__EXERCISE__.
Return all of the material exactly; no line may be dropped.

━━━ DATA FOR REVIEW

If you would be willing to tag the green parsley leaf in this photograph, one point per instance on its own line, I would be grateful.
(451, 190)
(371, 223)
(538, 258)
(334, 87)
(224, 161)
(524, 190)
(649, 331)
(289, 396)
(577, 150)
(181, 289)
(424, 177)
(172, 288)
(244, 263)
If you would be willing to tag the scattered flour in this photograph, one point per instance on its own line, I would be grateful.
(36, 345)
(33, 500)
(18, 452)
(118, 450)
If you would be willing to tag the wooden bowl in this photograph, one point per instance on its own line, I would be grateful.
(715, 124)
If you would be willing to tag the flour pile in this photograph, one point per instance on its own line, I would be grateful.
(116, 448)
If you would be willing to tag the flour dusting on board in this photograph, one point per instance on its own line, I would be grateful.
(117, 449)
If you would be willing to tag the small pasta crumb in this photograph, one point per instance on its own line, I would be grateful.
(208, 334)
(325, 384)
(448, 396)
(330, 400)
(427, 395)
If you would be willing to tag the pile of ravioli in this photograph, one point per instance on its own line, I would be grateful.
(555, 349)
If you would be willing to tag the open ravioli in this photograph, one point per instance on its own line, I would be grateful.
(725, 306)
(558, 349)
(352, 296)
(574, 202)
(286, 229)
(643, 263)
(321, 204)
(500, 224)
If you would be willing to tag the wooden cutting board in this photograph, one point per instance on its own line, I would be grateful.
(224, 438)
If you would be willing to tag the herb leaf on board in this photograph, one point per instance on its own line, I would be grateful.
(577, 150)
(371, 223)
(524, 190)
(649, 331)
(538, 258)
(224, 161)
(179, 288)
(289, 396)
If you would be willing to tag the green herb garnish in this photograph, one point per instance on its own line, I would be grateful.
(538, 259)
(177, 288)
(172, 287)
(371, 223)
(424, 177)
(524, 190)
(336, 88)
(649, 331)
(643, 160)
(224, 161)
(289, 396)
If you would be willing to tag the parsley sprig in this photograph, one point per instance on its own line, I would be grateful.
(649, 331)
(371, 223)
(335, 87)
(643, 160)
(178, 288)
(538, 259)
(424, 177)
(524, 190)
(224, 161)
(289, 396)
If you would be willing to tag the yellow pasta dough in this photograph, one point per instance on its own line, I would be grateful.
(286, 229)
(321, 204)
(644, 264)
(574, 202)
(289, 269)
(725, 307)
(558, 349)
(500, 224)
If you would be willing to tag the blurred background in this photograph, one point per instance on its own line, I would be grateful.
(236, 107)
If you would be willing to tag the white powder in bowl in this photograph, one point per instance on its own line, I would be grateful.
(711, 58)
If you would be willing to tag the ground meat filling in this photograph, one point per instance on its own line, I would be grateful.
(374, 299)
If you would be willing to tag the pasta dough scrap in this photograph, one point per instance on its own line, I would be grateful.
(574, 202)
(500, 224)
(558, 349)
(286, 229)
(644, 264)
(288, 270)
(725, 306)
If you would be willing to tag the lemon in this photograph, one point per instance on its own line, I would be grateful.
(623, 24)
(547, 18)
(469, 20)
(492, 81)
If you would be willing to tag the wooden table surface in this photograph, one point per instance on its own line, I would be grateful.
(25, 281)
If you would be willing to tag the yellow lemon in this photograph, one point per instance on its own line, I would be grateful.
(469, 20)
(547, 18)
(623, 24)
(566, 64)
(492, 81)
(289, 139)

━━━━━━

__REPLY TO THE EXERCISE__.
If you would be willing to tag the green parsley leaf in this photograph, one point per instance on its own line, I would be grateful.
(451, 190)
(371, 223)
(538, 258)
(334, 87)
(224, 161)
(524, 190)
(649, 331)
(289, 396)
(577, 150)
(181, 289)
(424, 177)
(172, 288)
(244, 263)
If you would be willing to tag the scattered flour in this photograph, one point per instance on its own line, I would be grateful.
(36, 345)
(33, 500)
(18, 452)
(118, 450)
If you would be willing to tag the wooden bowl in this photograph, one point per instance on its own line, I would be grateful.
(715, 124)
If you would be willing to tag the flour pile in this photograph, one point per instance on its own line, I would be grateful.
(116, 448)
If you would be willing to tag the flour dusting on board in this photograph, one point per instance on its own line, I would be grateful.
(117, 449)
If you would be willing to tag the small pasta crumb in this photograph, one point per instance on its own line, I would be grateful.
(208, 334)
(325, 384)
(448, 396)
(330, 400)
(427, 395)
If you would be willing to tag the pile of ravioli in this photograph, one point per instance on its own line, I would be grateful.
(555, 349)
If you would be willing to tag the open ravioli in this photograph, one point per instance on its own line, I would be grateful.
(725, 306)
(558, 349)
(352, 296)
(574, 202)
(286, 229)
(643, 263)
(321, 204)
(500, 224)
If you would be willing to tag the wooden cutting board in this photograph, one point per instance on its own line, I would be grateful.
(224, 438)
If you would be willing to tag the herb leaf on board in this photograph, one point per instance on its own line, I would be grateful.
(577, 150)
(371, 223)
(524, 190)
(649, 331)
(538, 258)
(224, 161)
(179, 288)
(289, 396)
If you would be willing to tag the green herb garnish in this photograph, one point per instance on its own line, I would be grateful.
(538, 259)
(177, 288)
(172, 287)
(371, 223)
(424, 177)
(524, 190)
(336, 88)
(649, 331)
(643, 160)
(224, 161)
(289, 396)
If you would be willing to tag the parsley sprig in this photograph, one point per instance on its own line, I would be grateful.
(649, 331)
(371, 223)
(335, 87)
(643, 160)
(178, 288)
(538, 259)
(424, 177)
(524, 190)
(224, 161)
(289, 396)
If you would be willing to tag the yellow pasta dough in this photograph, one point per instance on its own line, I would be grateful.
(286, 229)
(321, 204)
(644, 264)
(574, 202)
(289, 269)
(725, 307)
(558, 349)
(500, 224)
If you would be willing to tag the blurred background in this photograph, one point per instance on its own line, I would be grateful.
(236, 107)
If you would be willing to tag the white powder in bowl in this photograph, one point per instance on its own line, I would be grateful.
(711, 58)
If you would be willing to tag the ground meat filling in this photograph, one point per instance on its own line, I would be grateful.
(374, 299)
If you would be willing to tag the pasta dough scrap in this photograph, one point per instance on its own line, I would be grateful.
(574, 202)
(500, 224)
(558, 349)
(286, 229)
(644, 264)
(288, 270)
(725, 306)
If you would be willing to tag the lemon in this photograph, one point per instance on its own line, I would be grateful.
(623, 24)
(547, 18)
(469, 20)
(492, 81)
If you would be willing to tag the wooden table surface in this photograph, one point per instance on its own line, I would be grateful.
(25, 281)
If you would be willing to tag the yellow lemon in this photograph, one point per instance on its own line, I would be grateful.
(469, 20)
(547, 18)
(623, 24)
(566, 64)
(492, 81)
(289, 139)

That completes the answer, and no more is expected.